__Soal Latihan A__: Sebutkan semua dapur keris yang menurut kutipan tentang keris ini populer tetapi sedikit tersedia di pasar.
__Soal Latihan B__: Menurut kutipan tentang keris ini, keris yang bagus-bagus sudah jatuh ke tangan siapa?

Pengertian keris yang harus dihindari disini bukanlah keris
dengan jin gundul berwajah buruk pembawa sial seperti keyakinan banyak orang,
melainkan keris yang diragukan syarat materialnya (wutuh, tangguh, sepuh) untuk
dibeli, dibayar atau dimaharkan.
Jika anda pencinta keris sepuh/tua/kuno, berhati-hatilah
sebab segmen pasar keris jenis ini rawan penipuan. Ketahuilah keris dapur mana
saja yang popularitasnya tinggi dan ketersediaanya cukup banyak (sengkelat,
parungsari, jalak) dan keris dapur mana saja yang popularitasnya tinggi tapi
ketersediaan pasar sedikit (jaran guyang, sempana bungkem, pasopati). Semakin
jarang dapur keris tersebut maka terjadi upaya untuk membesut/mengolah keris
dapur lain yang mirip untuk dijadikan dapur yang jarang sekaligus bernilai jual
tinggi. Misalnya Kalamisani diolah menjadi Pasopati, keris lurus dijadikan luk
kemba/hemet dan seterusnya.
Pemalsuan juga bukan saja soal mengubah dapur keris tetapi
juga membuat bilah keris menjadi sepuh/tua/kuno, baik dengan proses kimiawi
(menggunakan asam) atau proses alamiah (menguburnya di tanah atau membiarkannya
di tempat terbuka dalam jangka waktu tertentu. Oleh karena permintaan keris
sepuh/tua/kuno cukup tinggi, maka cara lain adalah membuat keris jenis itu dengan
bahan-bahan material yang mirip seperti pipa ledeng bahkan velg motor untuk
bilah dan pamor. Mereka yang tidak mampu memilah atau terlalu bernapsu dengan
keris sepuh membuat permintaan tinggi dimana pasar bereaksi memenuhi kebutuhan
itu dengan berbagai cara. Seorang seller keris pernah mengatakan pada
saya bahwa makin hari ketersediaan keris sepuh/tua/kuno yang asli semakin
sedikit. Keris yang bagus-bagus sudah jatuh ke tangan kolektor kelas kakap.

Catatan Tersimpan

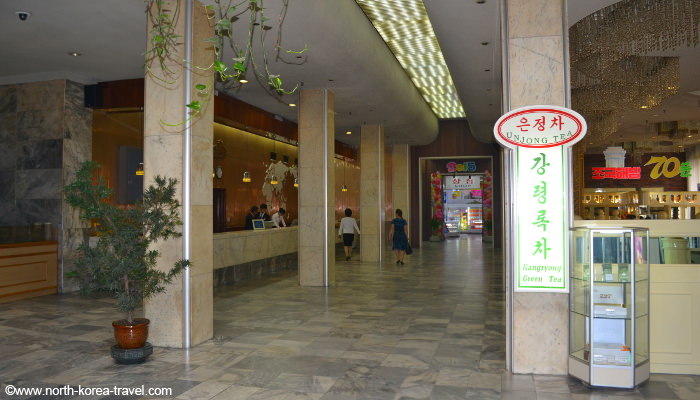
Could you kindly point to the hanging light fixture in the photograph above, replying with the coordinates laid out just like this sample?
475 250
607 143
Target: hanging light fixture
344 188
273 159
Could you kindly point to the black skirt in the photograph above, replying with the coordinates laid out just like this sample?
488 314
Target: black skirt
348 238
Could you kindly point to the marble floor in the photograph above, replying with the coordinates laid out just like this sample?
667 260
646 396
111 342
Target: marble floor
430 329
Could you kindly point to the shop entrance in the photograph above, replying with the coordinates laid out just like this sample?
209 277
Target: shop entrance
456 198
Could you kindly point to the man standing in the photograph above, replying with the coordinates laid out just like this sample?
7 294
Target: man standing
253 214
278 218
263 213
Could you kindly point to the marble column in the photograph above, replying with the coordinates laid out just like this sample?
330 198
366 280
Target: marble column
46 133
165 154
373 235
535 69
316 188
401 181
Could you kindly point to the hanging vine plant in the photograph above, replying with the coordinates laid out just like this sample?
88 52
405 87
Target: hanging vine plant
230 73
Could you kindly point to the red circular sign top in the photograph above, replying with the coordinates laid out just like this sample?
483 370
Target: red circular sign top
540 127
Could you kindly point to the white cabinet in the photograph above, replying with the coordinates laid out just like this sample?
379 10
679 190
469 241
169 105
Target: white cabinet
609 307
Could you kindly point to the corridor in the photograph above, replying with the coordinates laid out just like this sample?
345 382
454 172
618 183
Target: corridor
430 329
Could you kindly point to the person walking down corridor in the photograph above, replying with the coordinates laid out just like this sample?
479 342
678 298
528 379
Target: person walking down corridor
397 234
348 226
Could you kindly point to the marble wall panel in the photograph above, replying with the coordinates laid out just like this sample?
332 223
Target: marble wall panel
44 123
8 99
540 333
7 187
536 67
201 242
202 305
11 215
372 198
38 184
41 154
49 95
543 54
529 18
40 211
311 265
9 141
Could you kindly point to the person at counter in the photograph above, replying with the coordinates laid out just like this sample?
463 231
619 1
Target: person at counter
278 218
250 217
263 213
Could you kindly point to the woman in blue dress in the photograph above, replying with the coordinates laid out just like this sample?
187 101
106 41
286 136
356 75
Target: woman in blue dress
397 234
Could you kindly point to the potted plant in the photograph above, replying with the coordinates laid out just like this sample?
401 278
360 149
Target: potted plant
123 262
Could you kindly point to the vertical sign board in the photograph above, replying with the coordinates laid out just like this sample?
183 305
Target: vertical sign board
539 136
* * *
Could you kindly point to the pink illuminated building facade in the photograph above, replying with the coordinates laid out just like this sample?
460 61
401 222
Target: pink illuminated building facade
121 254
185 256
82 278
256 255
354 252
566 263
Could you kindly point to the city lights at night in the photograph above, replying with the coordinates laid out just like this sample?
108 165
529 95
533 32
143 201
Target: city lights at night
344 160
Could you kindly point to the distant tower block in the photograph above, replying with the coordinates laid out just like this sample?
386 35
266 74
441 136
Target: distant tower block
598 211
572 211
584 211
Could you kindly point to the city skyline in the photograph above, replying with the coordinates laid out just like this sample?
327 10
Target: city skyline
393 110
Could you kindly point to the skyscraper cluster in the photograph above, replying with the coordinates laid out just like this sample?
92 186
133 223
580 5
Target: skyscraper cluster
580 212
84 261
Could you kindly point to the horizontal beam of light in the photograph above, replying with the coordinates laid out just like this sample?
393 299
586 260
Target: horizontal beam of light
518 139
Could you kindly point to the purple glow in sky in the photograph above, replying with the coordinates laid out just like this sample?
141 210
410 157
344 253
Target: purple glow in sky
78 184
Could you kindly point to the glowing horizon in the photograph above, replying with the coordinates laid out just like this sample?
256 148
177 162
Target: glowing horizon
* * *
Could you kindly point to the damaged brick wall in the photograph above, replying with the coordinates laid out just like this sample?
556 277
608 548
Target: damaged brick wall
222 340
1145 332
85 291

__Hasil Latihan A__: Jaran guyang, sempana bungkem, pasopati

__Hasil Latihan B__: Ke tangan kolektor kelas kakap.